Data to process:
Start of Block

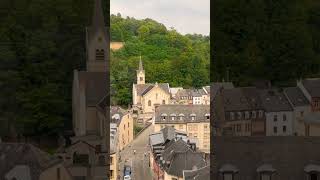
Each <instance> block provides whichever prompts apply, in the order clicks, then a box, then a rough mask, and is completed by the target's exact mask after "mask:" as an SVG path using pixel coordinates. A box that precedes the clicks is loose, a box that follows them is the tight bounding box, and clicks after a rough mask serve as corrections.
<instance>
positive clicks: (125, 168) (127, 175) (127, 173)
mask: <svg viewBox="0 0 320 180" xmlns="http://www.w3.org/2000/svg"><path fill="white" fill-rule="evenodd" d="M123 174H124V176H123V179H124V180H131V167H130V166H128V165H125V166H124V170H123Z"/></svg>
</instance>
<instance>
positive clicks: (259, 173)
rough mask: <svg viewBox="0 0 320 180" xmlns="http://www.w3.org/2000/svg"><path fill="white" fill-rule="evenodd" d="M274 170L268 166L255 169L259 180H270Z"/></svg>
mask: <svg viewBox="0 0 320 180" xmlns="http://www.w3.org/2000/svg"><path fill="white" fill-rule="evenodd" d="M275 171H276V170H275V169H274V168H273V167H272V166H271V165H270V164H263V165H261V166H259V167H258V168H257V172H258V173H259V176H260V180H271V178H272V174H273V173H274V172H275Z"/></svg>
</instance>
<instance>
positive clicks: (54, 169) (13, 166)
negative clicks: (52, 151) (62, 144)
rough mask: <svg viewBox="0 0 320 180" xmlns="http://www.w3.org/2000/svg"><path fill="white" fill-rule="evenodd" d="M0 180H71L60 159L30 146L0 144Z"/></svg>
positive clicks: (64, 165)
mask: <svg viewBox="0 0 320 180" xmlns="http://www.w3.org/2000/svg"><path fill="white" fill-rule="evenodd" d="M0 179H1V180H73V177H72V176H71V174H70V172H69V171H68V169H67V168H66V167H65V165H64V164H63V161H62V160H61V159H58V158H56V157H54V156H51V155H49V154H48V153H46V152H43V151H41V150H40V149H39V148H37V147H35V146H33V145H31V144H22V143H0Z"/></svg>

End of Block

Task instructions:
An unaltered copy of the material, without images, should be set down.

The answer:
Each <instance> block provides whichever prompts apply, in the order clicks, then a box, then a rough mask, and is completed by the target's exact mask after "mask:" as an SVG path using pixel coordinates. A box that precedes the clicks is loose, a box that follows them is the tight bounding box, and clicks after a rough mask serve as corrections.
<instance>
positive clicks: (125, 168) (127, 175) (127, 173)
mask: <svg viewBox="0 0 320 180" xmlns="http://www.w3.org/2000/svg"><path fill="white" fill-rule="evenodd" d="M123 174H124V176H123V179H124V180H131V167H130V166H128V165H125V166H124V170H123Z"/></svg>
</instance>
<instance>
positive clicks: (259, 173)
rough mask: <svg viewBox="0 0 320 180" xmlns="http://www.w3.org/2000/svg"><path fill="white" fill-rule="evenodd" d="M274 170L268 166L255 169L259 180H270Z"/></svg>
mask: <svg viewBox="0 0 320 180" xmlns="http://www.w3.org/2000/svg"><path fill="white" fill-rule="evenodd" d="M275 171H276V170H275V169H274V168H273V167H272V166H271V165H270V164H263V165H261V166H259V167H258V168H257V172H258V173H259V176H260V180H271V178H272V174H273V173H274V172H275Z"/></svg>
</instance>
<instance>
positive clicks: (54, 169) (13, 166)
negative clicks: (52, 151) (62, 144)
rough mask: <svg viewBox="0 0 320 180" xmlns="http://www.w3.org/2000/svg"><path fill="white" fill-rule="evenodd" d="M0 180H71L60 159L30 146L0 144Z"/></svg>
positive clicks: (64, 165)
mask: <svg viewBox="0 0 320 180" xmlns="http://www.w3.org/2000/svg"><path fill="white" fill-rule="evenodd" d="M0 179H1V180H73V177H72V176H71V174H70V172H69V171H68V169H67V168H66V167H65V165H64V164H63V161H62V160H61V159H58V158H56V157H54V156H51V155H49V154H48V153H46V152H43V151H41V150H40V149H39V148H37V147H35V146H33V145H31V144H22V143H0Z"/></svg>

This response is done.